Locate every line in the data below that contains the string "speed" and copy each one. Case counts.
"""
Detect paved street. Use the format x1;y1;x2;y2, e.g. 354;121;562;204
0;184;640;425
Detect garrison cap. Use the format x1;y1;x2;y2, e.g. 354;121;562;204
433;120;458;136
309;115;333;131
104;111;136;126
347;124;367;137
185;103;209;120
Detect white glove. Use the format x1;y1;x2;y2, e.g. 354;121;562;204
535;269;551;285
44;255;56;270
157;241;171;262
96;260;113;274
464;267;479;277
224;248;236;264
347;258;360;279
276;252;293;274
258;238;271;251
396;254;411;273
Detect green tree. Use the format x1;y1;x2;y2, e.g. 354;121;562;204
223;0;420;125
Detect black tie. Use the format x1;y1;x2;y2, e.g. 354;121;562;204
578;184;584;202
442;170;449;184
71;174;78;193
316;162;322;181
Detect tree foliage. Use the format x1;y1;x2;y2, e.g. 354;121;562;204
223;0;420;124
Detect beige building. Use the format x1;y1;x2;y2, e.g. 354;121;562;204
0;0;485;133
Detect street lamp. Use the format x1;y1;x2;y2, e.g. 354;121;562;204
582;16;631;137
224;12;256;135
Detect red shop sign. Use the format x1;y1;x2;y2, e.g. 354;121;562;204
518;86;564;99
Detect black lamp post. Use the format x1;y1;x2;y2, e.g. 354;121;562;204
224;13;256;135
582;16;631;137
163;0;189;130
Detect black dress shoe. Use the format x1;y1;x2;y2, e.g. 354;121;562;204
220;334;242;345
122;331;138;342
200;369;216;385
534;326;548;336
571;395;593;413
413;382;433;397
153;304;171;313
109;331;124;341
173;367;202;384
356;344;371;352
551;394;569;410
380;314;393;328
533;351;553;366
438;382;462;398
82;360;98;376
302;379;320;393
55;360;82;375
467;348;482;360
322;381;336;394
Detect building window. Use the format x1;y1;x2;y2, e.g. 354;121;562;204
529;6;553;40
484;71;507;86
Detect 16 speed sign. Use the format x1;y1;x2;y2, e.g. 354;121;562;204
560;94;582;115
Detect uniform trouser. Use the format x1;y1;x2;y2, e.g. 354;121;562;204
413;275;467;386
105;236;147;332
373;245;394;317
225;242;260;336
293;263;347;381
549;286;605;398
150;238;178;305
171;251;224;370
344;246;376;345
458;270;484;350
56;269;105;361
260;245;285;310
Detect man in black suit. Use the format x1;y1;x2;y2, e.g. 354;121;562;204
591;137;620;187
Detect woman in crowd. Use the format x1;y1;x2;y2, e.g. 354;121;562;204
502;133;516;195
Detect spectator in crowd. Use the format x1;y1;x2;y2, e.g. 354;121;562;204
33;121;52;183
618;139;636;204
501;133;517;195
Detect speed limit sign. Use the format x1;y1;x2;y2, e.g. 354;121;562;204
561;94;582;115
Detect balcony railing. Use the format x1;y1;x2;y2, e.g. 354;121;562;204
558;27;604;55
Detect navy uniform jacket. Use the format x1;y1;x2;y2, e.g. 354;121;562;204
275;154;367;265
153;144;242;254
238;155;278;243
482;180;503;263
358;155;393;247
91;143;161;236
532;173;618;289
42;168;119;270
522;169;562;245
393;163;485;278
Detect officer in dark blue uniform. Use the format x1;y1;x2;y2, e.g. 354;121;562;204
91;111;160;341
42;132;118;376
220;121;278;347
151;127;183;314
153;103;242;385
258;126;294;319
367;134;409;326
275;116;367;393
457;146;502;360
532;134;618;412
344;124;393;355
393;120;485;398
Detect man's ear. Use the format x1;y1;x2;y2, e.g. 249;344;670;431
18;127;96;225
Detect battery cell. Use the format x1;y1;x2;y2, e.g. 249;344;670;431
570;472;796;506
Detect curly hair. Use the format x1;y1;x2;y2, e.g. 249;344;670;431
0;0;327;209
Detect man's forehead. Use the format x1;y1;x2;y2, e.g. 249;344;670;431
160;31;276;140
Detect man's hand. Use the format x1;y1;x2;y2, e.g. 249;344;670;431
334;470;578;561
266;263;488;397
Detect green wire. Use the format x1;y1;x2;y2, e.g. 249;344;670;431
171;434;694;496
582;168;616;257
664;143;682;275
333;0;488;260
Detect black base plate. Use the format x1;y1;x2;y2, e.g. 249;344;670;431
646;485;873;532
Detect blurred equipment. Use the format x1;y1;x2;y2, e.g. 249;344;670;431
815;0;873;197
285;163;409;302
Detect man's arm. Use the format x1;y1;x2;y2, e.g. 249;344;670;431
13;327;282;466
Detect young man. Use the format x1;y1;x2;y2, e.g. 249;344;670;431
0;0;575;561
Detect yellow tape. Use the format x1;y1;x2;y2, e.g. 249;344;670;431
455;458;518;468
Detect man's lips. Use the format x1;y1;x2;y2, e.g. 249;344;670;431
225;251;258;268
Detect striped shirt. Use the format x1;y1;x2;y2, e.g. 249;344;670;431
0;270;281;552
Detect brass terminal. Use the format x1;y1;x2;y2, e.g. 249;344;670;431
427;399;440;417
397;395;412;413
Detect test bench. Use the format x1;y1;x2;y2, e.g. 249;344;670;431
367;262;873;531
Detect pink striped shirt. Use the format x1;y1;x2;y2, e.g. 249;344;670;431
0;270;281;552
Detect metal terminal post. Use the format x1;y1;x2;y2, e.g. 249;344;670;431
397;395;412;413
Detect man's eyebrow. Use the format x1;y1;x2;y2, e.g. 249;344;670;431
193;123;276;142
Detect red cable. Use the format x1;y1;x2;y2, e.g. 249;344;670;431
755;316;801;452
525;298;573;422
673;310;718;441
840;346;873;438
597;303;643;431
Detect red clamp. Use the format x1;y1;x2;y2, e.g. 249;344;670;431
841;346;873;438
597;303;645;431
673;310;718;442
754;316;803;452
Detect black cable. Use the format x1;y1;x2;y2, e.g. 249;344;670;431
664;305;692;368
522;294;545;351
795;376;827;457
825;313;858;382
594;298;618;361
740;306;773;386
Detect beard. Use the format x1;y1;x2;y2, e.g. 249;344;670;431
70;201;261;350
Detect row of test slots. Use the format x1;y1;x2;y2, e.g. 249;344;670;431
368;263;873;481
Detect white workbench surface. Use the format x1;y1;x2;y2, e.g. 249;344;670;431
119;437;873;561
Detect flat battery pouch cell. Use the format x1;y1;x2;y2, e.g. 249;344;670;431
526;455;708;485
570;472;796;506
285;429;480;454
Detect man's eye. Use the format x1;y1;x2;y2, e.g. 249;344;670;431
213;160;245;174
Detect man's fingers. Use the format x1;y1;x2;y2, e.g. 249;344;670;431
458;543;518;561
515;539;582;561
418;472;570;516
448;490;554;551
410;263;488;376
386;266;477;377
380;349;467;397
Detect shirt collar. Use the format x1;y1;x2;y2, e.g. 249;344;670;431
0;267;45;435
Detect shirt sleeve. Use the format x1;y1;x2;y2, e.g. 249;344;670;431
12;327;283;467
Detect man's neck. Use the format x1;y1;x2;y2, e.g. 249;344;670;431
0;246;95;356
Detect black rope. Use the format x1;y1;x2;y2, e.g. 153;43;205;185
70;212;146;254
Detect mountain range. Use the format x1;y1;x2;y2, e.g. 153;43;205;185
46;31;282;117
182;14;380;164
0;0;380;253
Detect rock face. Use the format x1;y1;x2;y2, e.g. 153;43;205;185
"""
Exercise solution —
Detect 16 speed sign. Use the format x1;y1;x2;y2, e.g. 354;121;562;204
Detect speed limit sign. Use the format x1;y1;x2;y2, e.g. 354;121;562;204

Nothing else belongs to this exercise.